> **WHAT YOU NEED TO DO**: Can you return the stretch of the care coordination study abstract from "Results: The majority" through "case managers' roles.", copied word for word?

> **SOURCE PASSAGE**:
****************************************

Purpose of study: Care coordination, traditionally the purview of the case management field, is recognized as a national priority for improving health care delivery and patient outcomes. With reforms of the Affordable Care Act (ACA) of 2010, case managers face new challenges and opportunities in providing care coordination services. The evolving roles of case managers as members of interprofessional care teams will be influenced by new policies that enable physicians to be reimbursed for care coordination. This qualitative study aimed to evaluate case managers' self-assessed readiness for ACA reforms of care coordination and their perceptions of physicians' understanding of case management and ability to lead care coordination efforts in evolving models.
Primary practice settings: Provisions of care coordination in the ACA affect case managers in all practice settings. The majority of this study's participants represented hospital and managed care settings.
Methodology and sample: An invitation to complete an 11-item online survey was sent by e-mail to 8,110 case managers in an opt-in database maintained by a health care continuing education company. Survey questions were designed to assess respondents' (1) self-reported levels of knowledge and preparation for ACA care coordination provisions and (2) beliefs about the readiness and abilities of physicians to administer care coordination services. In addition, demographic data and open-ended comments regarding physicians' roles in conducting care coordination were collected. Over a restricted 9-day period, 834 case managers representing various health care settings responded to the survey.
Results: The majority of respondents (63%) indicated that more than 50% of their day is dedicated to performing care coordination activities. However, 80% of all respondents reported being "not at all knowledgeable" or only "somewhat knowledgeable" about the new care coordination provisions in the ACA. Only 8% admitted to being "very prepared" to implement ACA changes. The majority of respondents (68%) perceive their case management departments to be at least "somewhat prepared" to implement necessary changes. Whereas 67% of respondents expect physicians to have at least a "moderate role" in implementing care coordination services, only 12% believe that physicians have more than "some" understanding of the processes of care coordination and case managers' roles.
Implications for case management practice: These qualitative study findings suggest that case managers from multiple practice settings perceive a lack of preparedness, knowledge, and understanding among themselves and physicians regarding ACA reforms that may significantly affect the delivery of care coordination services. The findings call for new initiatives in interprofessional education to address the knowledge gaps and enhance understanding of the collaborative roles among case managers and physicians.

****************************************

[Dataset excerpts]
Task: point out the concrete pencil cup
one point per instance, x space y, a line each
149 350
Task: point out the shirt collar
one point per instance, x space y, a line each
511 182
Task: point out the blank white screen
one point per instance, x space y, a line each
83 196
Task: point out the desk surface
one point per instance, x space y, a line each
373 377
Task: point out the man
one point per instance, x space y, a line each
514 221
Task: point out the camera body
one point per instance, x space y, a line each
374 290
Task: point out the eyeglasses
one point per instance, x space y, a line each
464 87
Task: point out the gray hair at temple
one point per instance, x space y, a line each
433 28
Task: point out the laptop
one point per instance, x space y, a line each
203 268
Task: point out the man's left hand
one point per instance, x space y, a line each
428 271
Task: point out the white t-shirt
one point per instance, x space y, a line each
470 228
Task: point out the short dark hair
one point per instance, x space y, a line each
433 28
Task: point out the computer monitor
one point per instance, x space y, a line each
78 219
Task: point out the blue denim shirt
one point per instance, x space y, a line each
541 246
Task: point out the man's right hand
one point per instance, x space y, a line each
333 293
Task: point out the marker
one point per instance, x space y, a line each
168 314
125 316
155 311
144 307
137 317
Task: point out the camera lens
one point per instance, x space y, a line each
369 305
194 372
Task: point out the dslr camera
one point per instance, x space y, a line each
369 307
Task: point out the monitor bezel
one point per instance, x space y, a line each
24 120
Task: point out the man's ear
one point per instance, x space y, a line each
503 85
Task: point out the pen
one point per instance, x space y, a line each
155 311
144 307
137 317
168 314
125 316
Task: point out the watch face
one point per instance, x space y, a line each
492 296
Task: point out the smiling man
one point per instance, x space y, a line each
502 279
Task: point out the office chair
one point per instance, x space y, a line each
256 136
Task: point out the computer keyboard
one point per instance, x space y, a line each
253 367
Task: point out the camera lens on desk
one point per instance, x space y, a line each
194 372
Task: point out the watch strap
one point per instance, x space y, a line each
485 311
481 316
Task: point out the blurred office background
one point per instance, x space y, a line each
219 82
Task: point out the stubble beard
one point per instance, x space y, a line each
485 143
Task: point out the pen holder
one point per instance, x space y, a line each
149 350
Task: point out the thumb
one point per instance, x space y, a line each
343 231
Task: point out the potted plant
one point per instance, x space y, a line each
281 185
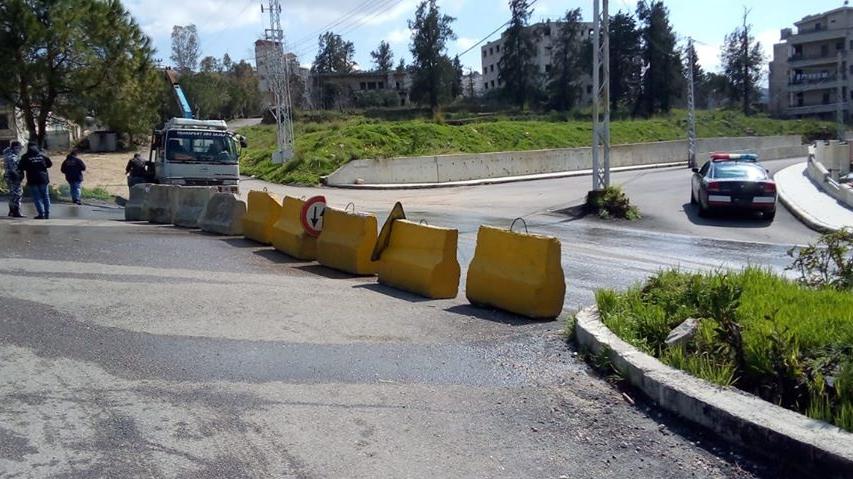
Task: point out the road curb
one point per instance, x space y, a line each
814 447
801 214
497 181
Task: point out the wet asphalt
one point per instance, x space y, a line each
135 350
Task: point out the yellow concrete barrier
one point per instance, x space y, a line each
347 241
288 234
262 213
421 259
519 273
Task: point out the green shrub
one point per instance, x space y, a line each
786 342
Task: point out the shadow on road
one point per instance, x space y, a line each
278 257
394 293
494 315
728 219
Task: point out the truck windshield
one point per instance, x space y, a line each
200 147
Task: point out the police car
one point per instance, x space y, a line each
733 181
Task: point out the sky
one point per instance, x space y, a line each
232 26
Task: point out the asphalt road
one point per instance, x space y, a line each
133 350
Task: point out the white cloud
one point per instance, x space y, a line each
210 16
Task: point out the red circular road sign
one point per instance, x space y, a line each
312 215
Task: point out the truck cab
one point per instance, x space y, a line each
192 152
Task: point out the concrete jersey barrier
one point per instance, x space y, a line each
347 241
262 213
421 259
134 210
190 203
463 167
519 273
289 236
160 204
223 215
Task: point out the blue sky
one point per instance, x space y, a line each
232 26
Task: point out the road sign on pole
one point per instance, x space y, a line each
312 215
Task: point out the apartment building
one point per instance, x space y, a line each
544 34
812 67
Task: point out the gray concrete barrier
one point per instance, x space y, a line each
223 215
134 209
160 204
465 167
191 202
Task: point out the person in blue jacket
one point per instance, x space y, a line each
34 165
73 168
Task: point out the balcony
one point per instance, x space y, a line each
802 61
814 109
808 81
810 36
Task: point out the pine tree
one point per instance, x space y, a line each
432 79
519 75
74 58
626 63
383 57
185 47
566 63
662 78
742 60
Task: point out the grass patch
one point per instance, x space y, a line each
785 342
326 141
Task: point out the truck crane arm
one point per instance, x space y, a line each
183 103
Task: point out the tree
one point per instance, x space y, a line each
74 58
334 55
518 70
382 57
566 63
626 63
430 32
185 47
662 78
742 60
209 65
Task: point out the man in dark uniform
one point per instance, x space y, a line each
34 165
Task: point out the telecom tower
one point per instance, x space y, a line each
279 76
601 97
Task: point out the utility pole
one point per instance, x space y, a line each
601 96
691 108
280 82
840 98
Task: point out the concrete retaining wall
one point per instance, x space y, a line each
446 168
837 155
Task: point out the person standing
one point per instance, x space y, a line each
135 171
35 164
73 168
11 156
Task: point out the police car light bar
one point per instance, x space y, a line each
734 157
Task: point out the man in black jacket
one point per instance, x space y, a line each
73 168
34 164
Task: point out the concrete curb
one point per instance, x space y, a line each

****************************************

> **RESPONSE TO THIS EXERCISE**:
Results: The majority of respondents (63%) indicated that more than 50% of their day is dedicated to performing care coordination activities. However, 80% of all respondents reported being "not at all knowledgeable" or only "somewhat knowledgeable" about the new care coordination provisions in the ACA. Only 8% admitted to being "very prepared" to implement ACA changes. The majority of respondents (68%) perceive their case management departments to be at least "somewhat prepared" to implement necessary changes. Whereas 67% of respondents expect physicians to have at least a "moderate role" in implementing care coordination services, only 12% believe that physicians have more than "some" understanding of the processes of care coordination and case managers' roles.